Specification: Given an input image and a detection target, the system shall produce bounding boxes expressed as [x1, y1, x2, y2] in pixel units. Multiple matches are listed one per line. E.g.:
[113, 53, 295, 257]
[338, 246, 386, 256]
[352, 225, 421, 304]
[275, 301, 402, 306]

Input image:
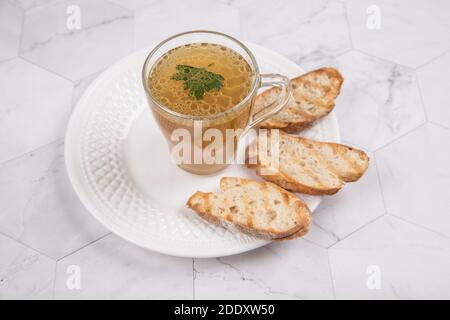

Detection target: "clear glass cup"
[142, 30, 291, 174]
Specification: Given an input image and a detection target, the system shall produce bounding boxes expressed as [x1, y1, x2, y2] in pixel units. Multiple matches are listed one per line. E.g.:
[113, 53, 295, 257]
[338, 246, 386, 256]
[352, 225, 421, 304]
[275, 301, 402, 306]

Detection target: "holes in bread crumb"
[268, 210, 277, 221]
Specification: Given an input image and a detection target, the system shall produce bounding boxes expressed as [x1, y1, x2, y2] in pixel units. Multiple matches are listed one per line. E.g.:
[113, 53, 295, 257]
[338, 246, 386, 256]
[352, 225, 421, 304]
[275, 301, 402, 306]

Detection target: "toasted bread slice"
[247, 131, 369, 195]
[187, 177, 311, 240]
[253, 68, 344, 133]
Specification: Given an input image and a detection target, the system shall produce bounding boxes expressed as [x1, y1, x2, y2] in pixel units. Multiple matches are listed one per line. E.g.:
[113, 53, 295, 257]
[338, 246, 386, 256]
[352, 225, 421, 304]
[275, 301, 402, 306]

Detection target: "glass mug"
[142, 30, 291, 175]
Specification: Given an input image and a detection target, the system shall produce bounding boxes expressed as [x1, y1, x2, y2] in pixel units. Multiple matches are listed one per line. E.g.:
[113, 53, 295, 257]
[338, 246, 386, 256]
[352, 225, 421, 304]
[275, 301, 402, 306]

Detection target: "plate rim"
[64, 42, 340, 258]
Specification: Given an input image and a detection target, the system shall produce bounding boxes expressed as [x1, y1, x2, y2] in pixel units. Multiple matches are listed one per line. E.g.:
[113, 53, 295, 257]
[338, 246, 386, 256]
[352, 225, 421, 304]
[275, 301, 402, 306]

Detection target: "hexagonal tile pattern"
[307, 149, 385, 242]
[20, 0, 133, 81]
[417, 52, 450, 128]
[0, 142, 108, 259]
[72, 72, 101, 107]
[332, 51, 425, 150]
[55, 235, 192, 299]
[109, 0, 159, 10]
[0, 58, 73, 163]
[0, 234, 56, 300]
[135, 0, 239, 48]
[0, 1, 24, 61]
[236, 0, 351, 70]
[194, 239, 333, 299]
[329, 216, 450, 299]
[346, 0, 450, 67]
[376, 124, 450, 236]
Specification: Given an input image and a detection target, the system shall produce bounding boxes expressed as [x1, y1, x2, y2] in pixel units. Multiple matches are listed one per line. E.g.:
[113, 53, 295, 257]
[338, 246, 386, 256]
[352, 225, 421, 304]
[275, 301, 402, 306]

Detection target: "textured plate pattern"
[66, 46, 338, 257]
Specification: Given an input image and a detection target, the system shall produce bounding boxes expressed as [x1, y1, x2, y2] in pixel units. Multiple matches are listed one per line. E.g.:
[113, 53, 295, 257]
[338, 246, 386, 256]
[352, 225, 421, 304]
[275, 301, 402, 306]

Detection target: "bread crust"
[187, 177, 311, 240]
[246, 131, 369, 195]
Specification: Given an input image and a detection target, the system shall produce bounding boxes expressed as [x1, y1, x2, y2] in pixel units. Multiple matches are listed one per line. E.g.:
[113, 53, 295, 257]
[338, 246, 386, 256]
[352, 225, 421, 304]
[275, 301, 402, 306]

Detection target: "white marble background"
[0, 0, 450, 299]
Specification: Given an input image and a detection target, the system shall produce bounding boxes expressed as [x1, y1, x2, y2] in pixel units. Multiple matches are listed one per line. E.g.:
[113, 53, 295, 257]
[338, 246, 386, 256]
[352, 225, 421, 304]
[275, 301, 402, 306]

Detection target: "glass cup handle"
[244, 73, 291, 133]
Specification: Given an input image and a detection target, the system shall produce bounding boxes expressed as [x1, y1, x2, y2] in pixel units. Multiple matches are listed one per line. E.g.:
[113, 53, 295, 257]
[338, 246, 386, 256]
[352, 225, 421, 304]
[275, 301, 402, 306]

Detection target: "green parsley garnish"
[171, 64, 224, 100]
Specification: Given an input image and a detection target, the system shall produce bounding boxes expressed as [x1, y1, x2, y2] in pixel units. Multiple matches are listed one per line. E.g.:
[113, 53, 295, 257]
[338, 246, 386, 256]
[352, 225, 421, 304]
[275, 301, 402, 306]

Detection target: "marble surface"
[0, 0, 450, 299]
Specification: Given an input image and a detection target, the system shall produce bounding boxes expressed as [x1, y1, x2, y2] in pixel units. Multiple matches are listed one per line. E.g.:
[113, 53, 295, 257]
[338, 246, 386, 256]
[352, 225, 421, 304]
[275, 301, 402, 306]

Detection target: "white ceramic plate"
[65, 43, 339, 257]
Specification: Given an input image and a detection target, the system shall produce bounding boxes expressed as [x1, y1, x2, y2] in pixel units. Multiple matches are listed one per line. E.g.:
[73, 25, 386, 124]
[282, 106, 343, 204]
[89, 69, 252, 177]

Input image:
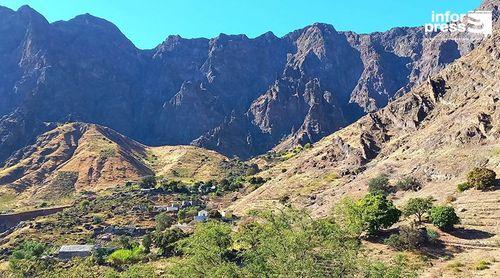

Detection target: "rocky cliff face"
[233, 25, 500, 215]
[0, 1, 498, 161]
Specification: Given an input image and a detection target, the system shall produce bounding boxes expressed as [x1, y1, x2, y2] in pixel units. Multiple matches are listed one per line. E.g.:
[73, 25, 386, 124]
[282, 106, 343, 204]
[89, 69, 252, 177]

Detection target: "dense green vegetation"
[403, 197, 434, 224]
[429, 206, 460, 230]
[3, 205, 422, 277]
[340, 192, 401, 235]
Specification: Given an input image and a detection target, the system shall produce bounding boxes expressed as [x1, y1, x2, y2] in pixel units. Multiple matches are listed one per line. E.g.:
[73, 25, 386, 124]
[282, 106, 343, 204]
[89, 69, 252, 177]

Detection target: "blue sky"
[0, 0, 481, 49]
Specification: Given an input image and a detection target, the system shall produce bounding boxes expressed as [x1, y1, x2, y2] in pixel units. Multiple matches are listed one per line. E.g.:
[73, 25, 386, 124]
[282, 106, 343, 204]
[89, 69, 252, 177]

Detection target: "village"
[0, 177, 241, 261]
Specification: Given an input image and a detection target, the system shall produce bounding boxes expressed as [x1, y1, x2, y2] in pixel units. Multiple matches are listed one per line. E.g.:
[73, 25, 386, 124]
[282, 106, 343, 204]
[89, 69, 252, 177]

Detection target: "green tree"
[368, 175, 391, 194]
[403, 197, 434, 224]
[467, 168, 496, 190]
[345, 193, 401, 235]
[142, 235, 153, 254]
[429, 206, 460, 230]
[169, 221, 239, 277]
[154, 229, 186, 257]
[235, 208, 360, 277]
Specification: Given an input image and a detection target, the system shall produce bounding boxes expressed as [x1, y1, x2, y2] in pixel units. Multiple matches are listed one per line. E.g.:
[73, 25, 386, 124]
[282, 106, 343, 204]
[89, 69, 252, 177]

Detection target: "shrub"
[155, 212, 175, 232]
[142, 235, 153, 254]
[154, 229, 186, 256]
[278, 195, 290, 205]
[107, 247, 143, 266]
[245, 163, 259, 176]
[427, 228, 439, 244]
[344, 193, 401, 235]
[139, 176, 156, 189]
[384, 226, 426, 251]
[368, 175, 391, 194]
[396, 177, 422, 191]
[429, 206, 460, 230]
[457, 182, 474, 192]
[403, 197, 434, 224]
[118, 236, 132, 249]
[92, 215, 104, 224]
[467, 168, 496, 190]
[248, 177, 266, 185]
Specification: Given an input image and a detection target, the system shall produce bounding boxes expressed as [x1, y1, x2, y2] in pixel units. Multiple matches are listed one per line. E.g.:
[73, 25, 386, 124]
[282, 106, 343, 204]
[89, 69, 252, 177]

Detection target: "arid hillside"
[0, 123, 231, 212]
[230, 28, 500, 215]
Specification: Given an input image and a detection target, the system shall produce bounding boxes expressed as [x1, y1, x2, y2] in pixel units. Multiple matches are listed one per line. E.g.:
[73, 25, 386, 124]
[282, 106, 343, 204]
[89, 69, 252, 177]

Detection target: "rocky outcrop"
[229, 28, 500, 215]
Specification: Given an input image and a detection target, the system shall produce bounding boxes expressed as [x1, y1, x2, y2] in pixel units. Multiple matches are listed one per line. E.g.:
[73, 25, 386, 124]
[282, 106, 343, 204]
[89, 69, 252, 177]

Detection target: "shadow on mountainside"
[448, 228, 495, 239]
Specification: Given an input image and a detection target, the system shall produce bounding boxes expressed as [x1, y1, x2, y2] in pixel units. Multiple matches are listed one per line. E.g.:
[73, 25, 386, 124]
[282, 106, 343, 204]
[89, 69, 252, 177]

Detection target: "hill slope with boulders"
[0, 123, 231, 212]
[230, 25, 500, 215]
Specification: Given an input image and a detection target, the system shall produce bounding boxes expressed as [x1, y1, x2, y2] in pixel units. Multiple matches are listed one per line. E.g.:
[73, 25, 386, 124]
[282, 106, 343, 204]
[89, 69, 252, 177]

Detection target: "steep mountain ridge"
[0, 1, 498, 161]
[233, 28, 500, 215]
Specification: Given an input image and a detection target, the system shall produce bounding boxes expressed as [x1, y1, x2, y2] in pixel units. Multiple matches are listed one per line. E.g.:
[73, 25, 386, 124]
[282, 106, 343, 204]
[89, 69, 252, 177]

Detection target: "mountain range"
[0, 1, 498, 164]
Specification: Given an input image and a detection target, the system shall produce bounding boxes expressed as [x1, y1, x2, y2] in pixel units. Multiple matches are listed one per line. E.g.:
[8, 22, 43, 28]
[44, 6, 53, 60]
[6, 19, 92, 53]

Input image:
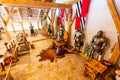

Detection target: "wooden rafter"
[106, 0, 120, 64]
[0, 0, 72, 8]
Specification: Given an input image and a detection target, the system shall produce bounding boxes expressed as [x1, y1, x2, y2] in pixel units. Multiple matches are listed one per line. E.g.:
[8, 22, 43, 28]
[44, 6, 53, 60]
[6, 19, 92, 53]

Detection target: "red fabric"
[57, 17, 62, 26]
[60, 9, 64, 17]
[81, 0, 90, 17]
[69, 8, 72, 14]
[75, 17, 80, 30]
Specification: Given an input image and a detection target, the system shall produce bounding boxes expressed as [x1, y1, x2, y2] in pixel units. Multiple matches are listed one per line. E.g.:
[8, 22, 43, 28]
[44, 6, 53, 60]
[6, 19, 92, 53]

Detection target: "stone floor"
[0, 32, 90, 80]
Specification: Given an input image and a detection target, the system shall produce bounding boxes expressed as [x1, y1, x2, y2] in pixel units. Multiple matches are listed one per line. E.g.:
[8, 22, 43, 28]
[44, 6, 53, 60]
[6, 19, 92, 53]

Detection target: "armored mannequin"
[74, 30, 83, 52]
[56, 25, 64, 41]
[90, 31, 107, 61]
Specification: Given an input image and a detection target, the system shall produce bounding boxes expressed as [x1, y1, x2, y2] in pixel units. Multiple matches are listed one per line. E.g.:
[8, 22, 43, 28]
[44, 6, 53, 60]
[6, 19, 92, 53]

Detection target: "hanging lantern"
[27, 8, 32, 17]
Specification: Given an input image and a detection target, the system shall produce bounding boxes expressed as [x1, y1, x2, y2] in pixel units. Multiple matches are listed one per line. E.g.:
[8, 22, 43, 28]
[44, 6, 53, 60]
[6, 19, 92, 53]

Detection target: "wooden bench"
[0, 62, 13, 80]
[84, 59, 107, 80]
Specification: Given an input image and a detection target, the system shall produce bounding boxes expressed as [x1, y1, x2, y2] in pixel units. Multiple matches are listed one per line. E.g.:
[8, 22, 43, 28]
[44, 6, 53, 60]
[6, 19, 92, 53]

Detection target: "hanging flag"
[60, 9, 64, 17]
[75, 0, 88, 31]
[75, 17, 80, 30]
[65, 8, 72, 18]
[57, 17, 62, 27]
[81, 0, 90, 17]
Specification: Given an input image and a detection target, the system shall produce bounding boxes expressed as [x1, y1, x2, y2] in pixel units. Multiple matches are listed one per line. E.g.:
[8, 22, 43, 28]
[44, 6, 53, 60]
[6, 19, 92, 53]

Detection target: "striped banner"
[76, 0, 86, 31]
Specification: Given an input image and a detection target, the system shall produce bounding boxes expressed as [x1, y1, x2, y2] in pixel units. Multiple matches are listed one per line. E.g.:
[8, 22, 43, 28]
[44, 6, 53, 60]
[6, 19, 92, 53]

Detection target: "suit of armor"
[56, 25, 64, 41]
[90, 31, 107, 60]
[74, 30, 83, 52]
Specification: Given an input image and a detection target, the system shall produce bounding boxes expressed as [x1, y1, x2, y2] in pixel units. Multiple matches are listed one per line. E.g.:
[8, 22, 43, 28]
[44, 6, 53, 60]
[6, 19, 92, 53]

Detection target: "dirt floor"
[1, 32, 90, 80]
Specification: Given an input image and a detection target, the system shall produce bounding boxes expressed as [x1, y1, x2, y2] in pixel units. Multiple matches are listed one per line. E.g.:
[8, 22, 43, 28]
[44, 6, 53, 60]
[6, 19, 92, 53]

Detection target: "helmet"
[97, 31, 103, 37]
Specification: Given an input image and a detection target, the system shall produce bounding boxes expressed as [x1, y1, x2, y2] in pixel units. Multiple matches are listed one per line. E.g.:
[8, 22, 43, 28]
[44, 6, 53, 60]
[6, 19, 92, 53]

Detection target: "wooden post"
[37, 9, 41, 33]
[17, 8, 25, 33]
[11, 20, 16, 33]
[20, 21, 25, 33]
[106, 0, 120, 64]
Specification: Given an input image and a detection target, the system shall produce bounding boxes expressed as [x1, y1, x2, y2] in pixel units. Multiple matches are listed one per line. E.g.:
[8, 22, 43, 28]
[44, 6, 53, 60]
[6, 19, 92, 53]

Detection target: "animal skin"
[37, 49, 57, 62]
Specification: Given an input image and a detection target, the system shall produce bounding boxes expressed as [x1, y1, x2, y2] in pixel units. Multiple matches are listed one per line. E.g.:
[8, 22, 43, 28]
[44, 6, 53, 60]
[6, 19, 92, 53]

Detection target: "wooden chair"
[0, 61, 13, 80]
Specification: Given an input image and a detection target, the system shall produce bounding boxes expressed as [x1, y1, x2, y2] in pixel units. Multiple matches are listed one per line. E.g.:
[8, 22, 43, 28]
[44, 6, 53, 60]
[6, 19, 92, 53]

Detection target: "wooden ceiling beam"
[0, 0, 72, 8]
[106, 0, 120, 34]
[106, 0, 120, 64]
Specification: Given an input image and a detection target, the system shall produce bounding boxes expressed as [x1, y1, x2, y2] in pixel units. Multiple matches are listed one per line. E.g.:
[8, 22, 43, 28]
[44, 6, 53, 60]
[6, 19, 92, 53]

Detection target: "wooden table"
[53, 40, 65, 47]
[84, 59, 107, 80]
[0, 58, 5, 71]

━━━━━━━━━━━━━━━━━━━━

THE PROBLEM:
Find each line in the records containing the word "plate" and copy those lines out. Match case.

PROBLEM SOLUTION:
Detection target: "plate rim"
Detection target: "textured plate pattern"
Detection target: "white ceramic plate"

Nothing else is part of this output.